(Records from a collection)
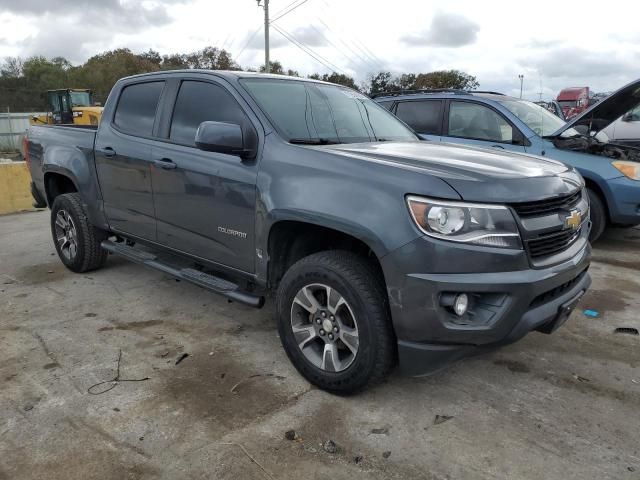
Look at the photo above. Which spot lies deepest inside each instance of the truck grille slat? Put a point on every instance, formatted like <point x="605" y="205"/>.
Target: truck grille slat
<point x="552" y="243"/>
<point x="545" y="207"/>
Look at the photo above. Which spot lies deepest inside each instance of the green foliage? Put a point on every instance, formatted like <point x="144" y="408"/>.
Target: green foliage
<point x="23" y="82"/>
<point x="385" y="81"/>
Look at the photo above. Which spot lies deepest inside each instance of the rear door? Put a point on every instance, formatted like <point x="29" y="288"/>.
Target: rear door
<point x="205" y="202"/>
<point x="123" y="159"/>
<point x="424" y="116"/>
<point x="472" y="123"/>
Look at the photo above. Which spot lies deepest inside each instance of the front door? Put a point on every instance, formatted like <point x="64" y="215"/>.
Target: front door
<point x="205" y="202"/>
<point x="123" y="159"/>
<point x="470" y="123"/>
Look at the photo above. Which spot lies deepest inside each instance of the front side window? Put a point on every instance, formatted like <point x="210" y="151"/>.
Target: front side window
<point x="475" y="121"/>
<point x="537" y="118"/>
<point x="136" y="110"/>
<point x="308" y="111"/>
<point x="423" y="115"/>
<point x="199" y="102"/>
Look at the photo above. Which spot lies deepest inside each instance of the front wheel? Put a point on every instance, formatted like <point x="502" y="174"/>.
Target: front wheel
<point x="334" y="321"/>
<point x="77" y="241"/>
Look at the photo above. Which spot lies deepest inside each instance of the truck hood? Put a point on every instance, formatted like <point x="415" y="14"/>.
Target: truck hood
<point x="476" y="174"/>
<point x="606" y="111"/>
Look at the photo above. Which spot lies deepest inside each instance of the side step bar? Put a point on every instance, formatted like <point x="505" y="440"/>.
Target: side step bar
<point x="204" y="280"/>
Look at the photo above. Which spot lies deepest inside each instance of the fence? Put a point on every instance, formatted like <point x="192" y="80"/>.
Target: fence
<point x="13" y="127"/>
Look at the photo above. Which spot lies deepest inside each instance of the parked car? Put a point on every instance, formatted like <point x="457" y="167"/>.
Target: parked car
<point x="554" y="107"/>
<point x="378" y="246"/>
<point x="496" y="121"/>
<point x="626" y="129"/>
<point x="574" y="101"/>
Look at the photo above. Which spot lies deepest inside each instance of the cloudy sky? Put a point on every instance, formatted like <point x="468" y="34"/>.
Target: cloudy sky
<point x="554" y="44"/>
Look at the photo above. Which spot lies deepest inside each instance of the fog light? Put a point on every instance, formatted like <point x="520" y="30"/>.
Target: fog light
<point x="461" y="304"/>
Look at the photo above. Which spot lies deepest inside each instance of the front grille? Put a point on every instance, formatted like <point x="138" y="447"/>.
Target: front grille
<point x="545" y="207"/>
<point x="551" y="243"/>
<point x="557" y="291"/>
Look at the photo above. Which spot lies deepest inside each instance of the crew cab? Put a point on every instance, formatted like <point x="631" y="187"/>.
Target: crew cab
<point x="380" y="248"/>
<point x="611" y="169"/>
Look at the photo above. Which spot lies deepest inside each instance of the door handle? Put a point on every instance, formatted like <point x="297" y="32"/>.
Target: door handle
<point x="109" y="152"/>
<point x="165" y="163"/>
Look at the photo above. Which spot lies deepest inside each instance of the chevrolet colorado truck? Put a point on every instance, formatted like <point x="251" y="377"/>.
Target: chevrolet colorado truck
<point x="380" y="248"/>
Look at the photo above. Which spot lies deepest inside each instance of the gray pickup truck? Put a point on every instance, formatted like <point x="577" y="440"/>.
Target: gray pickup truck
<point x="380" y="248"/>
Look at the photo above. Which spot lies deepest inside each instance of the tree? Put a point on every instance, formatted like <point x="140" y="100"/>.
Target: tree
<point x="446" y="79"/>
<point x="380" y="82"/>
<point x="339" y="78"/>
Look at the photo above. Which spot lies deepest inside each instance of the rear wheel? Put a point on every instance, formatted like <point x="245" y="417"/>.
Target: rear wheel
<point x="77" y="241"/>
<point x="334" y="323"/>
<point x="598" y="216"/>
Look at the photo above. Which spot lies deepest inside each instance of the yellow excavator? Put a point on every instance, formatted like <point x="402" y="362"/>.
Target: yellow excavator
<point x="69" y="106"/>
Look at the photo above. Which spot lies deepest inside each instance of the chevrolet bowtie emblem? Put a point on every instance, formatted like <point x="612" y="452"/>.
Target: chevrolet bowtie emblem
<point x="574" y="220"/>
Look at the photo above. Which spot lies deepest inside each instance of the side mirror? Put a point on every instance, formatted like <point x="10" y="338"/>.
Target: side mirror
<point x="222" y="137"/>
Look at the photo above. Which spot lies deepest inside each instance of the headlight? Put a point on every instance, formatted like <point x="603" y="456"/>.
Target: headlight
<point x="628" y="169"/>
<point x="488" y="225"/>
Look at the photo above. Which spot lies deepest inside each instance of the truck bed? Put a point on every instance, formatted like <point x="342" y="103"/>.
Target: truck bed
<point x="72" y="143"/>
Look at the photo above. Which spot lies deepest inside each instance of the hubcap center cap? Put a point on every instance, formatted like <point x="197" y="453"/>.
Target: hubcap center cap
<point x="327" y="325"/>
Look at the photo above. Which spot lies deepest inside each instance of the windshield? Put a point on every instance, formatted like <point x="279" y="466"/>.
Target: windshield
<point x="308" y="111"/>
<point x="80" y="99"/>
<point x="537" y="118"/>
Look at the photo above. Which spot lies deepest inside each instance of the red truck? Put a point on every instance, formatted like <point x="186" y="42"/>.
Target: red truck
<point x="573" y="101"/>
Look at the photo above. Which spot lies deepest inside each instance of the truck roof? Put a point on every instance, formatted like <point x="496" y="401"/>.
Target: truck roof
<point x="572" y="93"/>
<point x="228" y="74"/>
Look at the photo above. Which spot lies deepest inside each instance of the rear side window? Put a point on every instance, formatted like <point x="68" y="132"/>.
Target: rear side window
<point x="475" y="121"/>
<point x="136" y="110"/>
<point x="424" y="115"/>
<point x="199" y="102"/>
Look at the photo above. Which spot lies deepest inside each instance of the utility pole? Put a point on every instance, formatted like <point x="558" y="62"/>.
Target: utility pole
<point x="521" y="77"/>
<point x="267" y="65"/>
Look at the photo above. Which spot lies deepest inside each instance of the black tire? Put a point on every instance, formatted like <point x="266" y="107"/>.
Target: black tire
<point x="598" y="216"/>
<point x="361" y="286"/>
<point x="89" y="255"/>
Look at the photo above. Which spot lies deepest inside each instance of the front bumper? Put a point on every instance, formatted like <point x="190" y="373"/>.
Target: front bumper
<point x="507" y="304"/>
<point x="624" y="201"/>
---
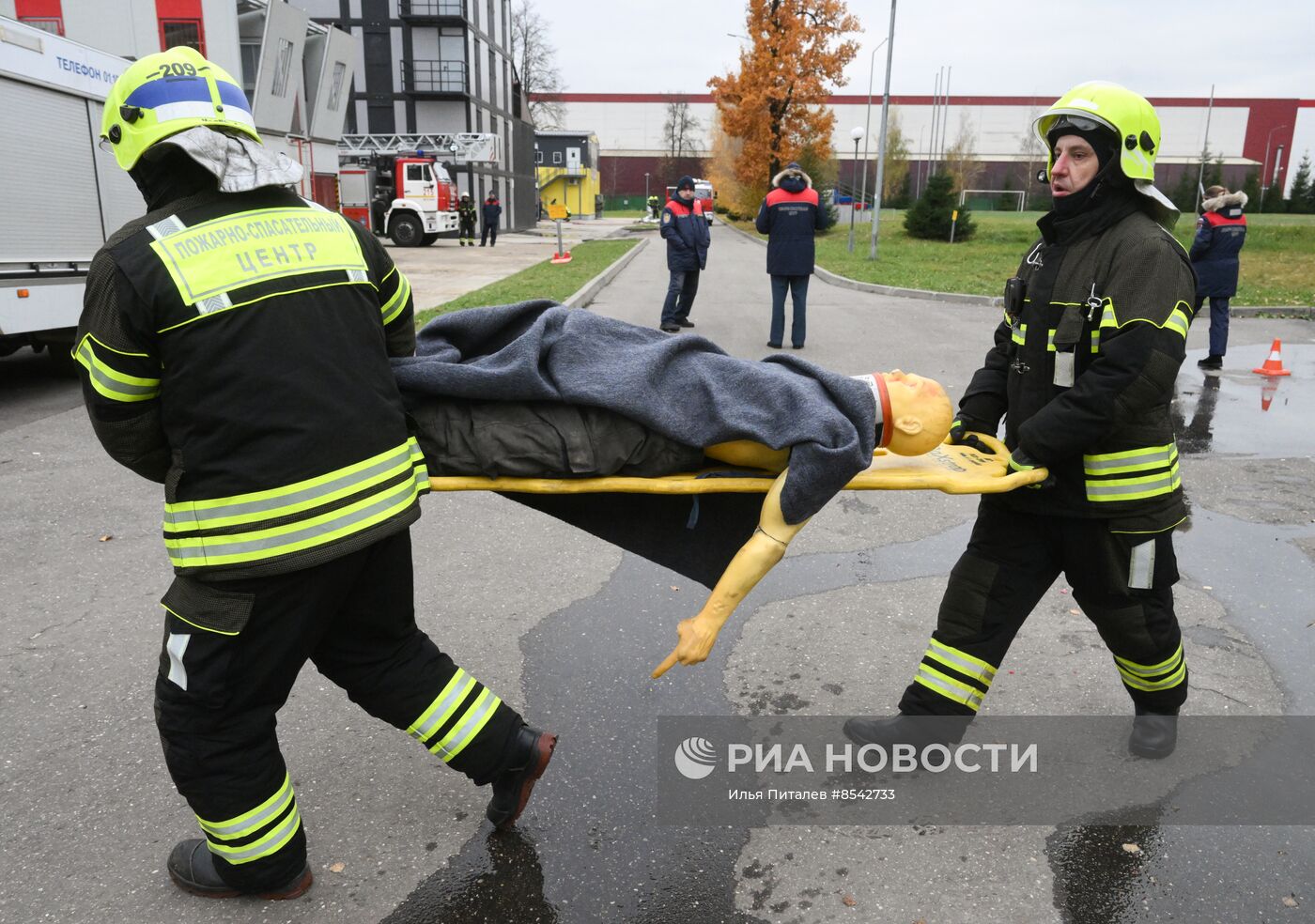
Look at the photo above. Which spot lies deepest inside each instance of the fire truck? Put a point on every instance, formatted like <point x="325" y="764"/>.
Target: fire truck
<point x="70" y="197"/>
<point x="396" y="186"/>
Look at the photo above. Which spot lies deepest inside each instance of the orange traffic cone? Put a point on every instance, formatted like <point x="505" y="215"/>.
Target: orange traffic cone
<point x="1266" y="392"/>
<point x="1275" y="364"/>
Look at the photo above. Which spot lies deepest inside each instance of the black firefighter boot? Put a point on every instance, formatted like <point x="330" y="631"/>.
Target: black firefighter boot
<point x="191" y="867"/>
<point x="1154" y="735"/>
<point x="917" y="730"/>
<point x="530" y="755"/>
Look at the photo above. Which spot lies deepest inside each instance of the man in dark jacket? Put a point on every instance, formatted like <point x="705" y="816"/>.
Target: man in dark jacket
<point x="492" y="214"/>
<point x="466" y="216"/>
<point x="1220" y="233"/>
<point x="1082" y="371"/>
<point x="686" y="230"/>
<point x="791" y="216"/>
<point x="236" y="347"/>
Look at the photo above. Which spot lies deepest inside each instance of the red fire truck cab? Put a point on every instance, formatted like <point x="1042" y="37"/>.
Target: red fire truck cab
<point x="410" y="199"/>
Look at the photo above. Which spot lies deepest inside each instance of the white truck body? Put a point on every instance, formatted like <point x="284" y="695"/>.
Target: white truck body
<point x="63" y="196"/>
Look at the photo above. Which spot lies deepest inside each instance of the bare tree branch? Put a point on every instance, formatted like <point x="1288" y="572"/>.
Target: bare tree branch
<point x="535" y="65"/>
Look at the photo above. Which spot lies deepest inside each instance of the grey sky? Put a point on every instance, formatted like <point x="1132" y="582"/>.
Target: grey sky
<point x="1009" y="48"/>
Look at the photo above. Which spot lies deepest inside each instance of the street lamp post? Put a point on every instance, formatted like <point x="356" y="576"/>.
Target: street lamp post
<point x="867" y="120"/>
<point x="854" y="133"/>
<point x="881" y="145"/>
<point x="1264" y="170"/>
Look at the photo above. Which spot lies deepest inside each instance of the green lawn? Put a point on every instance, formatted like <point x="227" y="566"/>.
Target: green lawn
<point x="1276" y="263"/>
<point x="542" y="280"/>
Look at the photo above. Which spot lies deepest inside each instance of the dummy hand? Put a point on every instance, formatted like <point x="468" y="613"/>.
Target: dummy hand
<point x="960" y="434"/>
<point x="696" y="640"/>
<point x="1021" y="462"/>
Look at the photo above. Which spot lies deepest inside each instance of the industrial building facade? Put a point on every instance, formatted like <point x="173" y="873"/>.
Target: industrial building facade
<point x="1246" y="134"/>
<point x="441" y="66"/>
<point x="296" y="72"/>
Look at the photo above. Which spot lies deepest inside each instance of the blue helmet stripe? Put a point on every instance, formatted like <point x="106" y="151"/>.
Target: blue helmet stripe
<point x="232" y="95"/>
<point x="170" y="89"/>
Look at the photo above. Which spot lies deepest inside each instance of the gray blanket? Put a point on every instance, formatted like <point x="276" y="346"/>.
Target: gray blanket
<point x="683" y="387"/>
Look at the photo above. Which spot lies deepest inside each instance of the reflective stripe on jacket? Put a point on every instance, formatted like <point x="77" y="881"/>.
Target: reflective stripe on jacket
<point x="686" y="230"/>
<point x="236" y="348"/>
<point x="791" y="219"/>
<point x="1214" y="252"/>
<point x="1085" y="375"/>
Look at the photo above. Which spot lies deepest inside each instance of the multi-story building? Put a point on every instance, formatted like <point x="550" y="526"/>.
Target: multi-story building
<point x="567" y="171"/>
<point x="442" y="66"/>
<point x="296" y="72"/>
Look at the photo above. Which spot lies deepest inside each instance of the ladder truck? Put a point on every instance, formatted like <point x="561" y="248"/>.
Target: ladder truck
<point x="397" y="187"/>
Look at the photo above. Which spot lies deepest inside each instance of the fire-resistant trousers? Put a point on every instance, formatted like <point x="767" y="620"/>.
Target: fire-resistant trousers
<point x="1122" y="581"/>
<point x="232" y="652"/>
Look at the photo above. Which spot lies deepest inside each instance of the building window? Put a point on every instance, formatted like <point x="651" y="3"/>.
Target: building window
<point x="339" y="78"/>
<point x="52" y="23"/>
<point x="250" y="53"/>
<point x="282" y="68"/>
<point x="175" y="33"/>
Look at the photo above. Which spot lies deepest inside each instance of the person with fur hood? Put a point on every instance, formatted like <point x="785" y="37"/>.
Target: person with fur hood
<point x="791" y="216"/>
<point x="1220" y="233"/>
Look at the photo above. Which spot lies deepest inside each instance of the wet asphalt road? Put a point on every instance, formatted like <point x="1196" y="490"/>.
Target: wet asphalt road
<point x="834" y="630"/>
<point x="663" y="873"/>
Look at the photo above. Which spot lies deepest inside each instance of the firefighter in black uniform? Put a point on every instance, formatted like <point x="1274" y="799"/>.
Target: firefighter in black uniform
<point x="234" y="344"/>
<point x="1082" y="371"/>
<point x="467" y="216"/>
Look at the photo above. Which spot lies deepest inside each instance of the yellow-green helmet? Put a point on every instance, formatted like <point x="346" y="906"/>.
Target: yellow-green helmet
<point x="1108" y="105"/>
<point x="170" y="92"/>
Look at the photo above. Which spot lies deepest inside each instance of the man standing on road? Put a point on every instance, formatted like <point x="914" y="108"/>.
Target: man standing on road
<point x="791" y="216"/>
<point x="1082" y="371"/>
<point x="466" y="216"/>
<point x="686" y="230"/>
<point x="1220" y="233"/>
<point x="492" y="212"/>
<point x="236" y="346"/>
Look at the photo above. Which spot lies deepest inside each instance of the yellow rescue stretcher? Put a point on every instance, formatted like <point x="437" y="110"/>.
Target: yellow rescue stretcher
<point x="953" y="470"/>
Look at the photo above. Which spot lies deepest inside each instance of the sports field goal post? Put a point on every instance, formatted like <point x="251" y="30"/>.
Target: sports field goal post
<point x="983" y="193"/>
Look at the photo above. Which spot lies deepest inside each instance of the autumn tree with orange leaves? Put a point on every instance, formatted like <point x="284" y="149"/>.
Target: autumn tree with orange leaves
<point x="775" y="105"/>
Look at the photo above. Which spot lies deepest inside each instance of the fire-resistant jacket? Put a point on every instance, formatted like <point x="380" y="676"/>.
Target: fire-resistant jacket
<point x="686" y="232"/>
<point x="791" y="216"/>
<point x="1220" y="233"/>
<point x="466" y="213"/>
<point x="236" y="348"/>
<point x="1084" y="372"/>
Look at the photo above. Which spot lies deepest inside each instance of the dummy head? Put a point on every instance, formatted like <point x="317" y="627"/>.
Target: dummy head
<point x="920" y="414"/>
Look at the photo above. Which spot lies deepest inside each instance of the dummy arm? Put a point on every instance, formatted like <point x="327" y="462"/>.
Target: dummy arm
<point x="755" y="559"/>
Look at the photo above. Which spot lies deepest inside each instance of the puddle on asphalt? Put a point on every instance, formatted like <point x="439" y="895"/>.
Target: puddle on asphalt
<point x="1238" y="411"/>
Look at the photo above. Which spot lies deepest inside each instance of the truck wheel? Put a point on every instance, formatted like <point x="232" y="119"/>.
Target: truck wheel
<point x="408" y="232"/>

What to work on = Pick out every line in the records above that contains the word "gray", and copy each one in full.

Written response =
Look at the photo above. Which spot lies deepest inside each instance of the gray pickup truck? Put a point on every instance, formatted like <point x="577" y="440"/>.
Target: gray pickup truck
Look at the photo above. Which spot lies deepest inside each instance of the gray blanket? Put a point on every instance, formatted like <point x="276" y="346"/>.
Target: gray blanket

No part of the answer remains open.